[AIM] Show every line in the saved entries below that contains the string "grass", copying each one in full. Case counts.

(Saved entries)
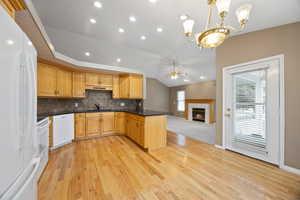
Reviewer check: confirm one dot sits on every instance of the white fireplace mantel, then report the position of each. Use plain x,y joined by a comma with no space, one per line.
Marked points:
198,105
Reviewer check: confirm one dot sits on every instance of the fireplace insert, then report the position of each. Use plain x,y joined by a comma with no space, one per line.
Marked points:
198,114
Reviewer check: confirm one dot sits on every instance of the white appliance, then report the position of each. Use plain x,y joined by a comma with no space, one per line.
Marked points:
63,130
43,144
18,104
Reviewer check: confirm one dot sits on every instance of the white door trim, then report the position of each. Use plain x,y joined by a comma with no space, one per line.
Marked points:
281,102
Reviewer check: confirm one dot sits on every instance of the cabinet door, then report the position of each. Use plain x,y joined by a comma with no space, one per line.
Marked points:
136,86
64,83
141,139
120,121
108,123
106,81
116,87
80,125
124,87
93,124
78,84
46,80
92,79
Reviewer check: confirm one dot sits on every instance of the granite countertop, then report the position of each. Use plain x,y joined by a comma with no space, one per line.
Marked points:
144,113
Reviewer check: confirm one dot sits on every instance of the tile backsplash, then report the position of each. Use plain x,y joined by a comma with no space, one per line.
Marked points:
103,98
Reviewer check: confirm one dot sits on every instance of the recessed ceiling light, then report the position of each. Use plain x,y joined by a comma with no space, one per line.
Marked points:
159,29
97,4
10,42
121,30
93,21
132,19
183,17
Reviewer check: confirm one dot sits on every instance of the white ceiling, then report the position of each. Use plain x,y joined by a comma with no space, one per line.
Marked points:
67,24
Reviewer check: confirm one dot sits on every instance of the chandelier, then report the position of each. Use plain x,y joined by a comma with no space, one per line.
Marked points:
215,35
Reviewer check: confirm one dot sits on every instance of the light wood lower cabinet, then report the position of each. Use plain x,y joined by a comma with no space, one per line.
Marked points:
80,125
108,123
93,124
148,132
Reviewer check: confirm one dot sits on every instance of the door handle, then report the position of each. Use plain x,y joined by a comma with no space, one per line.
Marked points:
227,115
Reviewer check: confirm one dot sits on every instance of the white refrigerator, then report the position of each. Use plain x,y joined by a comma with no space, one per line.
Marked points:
18,104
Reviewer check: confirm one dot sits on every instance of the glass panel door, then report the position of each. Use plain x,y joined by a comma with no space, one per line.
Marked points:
252,109
249,110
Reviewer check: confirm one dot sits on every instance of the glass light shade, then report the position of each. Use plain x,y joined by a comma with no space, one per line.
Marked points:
188,27
243,13
223,6
213,37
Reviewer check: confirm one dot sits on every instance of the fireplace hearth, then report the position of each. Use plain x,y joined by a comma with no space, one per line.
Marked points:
198,114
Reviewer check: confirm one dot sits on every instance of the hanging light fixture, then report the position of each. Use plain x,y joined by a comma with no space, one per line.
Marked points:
214,36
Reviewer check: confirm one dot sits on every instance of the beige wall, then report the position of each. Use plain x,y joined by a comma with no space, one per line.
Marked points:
261,44
202,90
157,97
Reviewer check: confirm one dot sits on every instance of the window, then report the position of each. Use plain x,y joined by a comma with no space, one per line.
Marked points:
181,101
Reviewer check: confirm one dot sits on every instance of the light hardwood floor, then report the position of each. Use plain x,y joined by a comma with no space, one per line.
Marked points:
115,168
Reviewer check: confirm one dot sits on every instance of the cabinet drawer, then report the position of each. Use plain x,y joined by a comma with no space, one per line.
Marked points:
94,114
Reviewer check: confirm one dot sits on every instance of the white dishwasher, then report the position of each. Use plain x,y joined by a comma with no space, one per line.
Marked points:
63,130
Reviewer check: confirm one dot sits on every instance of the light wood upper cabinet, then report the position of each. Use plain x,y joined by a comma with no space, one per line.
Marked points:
64,83
54,82
46,80
93,124
136,86
97,81
116,87
106,81
120,122
92,80
80,126
131,86
79,84
108,123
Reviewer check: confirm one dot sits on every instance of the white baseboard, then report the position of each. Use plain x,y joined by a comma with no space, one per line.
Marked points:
219,147
291,169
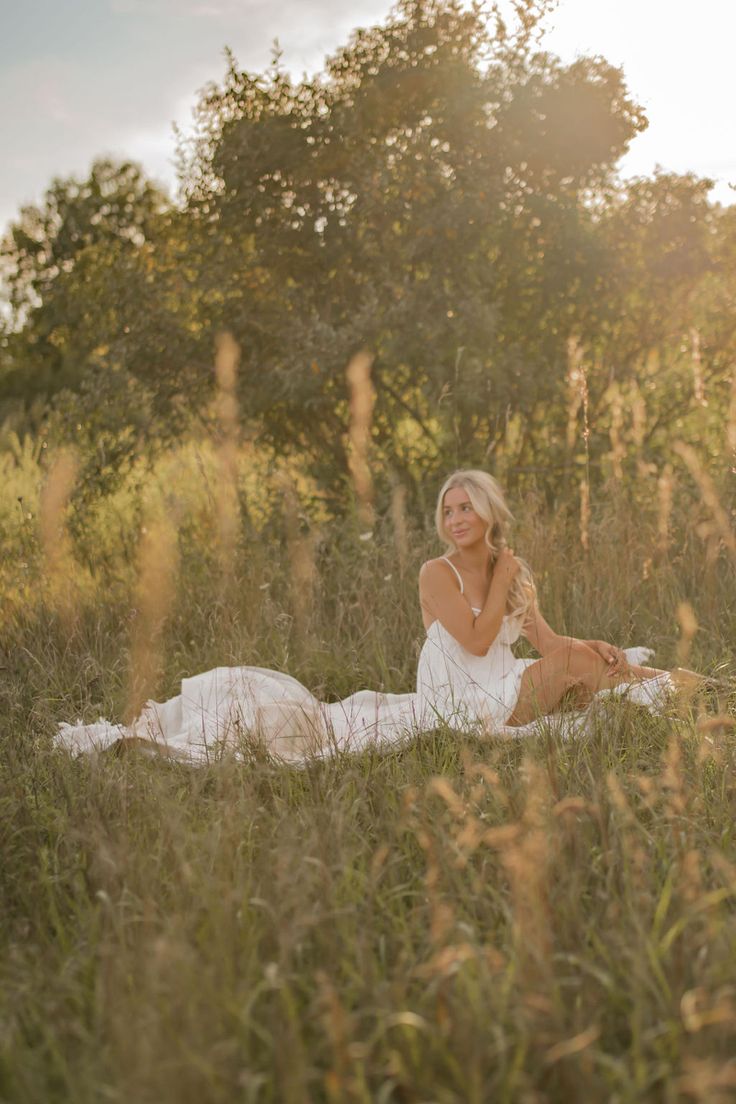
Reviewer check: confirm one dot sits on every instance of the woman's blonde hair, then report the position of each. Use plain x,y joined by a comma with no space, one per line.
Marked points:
489,503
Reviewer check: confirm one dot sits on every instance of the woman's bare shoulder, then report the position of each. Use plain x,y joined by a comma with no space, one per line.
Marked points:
434,566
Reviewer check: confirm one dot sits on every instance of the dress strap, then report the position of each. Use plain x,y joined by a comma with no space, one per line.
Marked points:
459,576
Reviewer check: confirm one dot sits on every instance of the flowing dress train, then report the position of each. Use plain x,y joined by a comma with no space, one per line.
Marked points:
238,710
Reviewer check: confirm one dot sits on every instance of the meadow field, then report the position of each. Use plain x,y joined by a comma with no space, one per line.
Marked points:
454,921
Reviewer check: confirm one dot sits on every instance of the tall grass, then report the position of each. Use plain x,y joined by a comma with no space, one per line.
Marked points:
457,921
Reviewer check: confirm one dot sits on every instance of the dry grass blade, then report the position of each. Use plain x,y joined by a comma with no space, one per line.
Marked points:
59,561
710,495
362,399
228,516
158,561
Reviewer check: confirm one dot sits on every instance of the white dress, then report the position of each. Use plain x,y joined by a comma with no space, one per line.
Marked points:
252,710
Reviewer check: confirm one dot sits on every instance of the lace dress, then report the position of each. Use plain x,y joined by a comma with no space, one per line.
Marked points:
247,710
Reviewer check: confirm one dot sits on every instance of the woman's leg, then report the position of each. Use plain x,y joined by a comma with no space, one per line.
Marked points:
574,665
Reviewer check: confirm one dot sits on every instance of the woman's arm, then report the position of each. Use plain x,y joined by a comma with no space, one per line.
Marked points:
441,600
545,639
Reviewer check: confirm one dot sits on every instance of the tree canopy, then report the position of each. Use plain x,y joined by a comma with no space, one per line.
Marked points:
444,195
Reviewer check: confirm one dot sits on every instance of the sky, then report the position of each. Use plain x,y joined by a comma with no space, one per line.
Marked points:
83,78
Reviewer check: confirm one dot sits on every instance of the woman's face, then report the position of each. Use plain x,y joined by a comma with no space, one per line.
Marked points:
461,523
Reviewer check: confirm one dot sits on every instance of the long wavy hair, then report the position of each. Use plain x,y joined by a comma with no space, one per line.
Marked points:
489,503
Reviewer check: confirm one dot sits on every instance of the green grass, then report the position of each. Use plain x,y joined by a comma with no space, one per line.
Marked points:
456,921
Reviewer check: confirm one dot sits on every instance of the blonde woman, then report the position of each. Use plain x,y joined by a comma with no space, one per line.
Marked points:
477,600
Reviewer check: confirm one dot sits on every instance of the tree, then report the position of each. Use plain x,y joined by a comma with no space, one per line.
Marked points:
430,197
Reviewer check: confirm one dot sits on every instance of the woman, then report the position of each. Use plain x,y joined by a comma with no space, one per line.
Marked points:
476,602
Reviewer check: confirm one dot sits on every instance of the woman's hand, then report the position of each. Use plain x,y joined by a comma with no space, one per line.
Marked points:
615,657
507,568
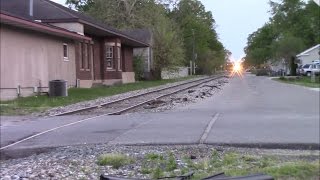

[PROBLEM SOLUTION]
Reviewer check: confirm one dot sits on every instance of the tall grass, then report the position of each. Use plain x,y joined by a comma with no space, one per line.
Reviewer check: confirm one dot sits on every instance of the dry grass blade, then report the position of each. Use plain x,y joined by a comma with no space, one per line.
Reviewer check: confirm one dot sits on every instance of the green grass, then report the position of each. Use plain x,y joined by a comma with no space, one per line.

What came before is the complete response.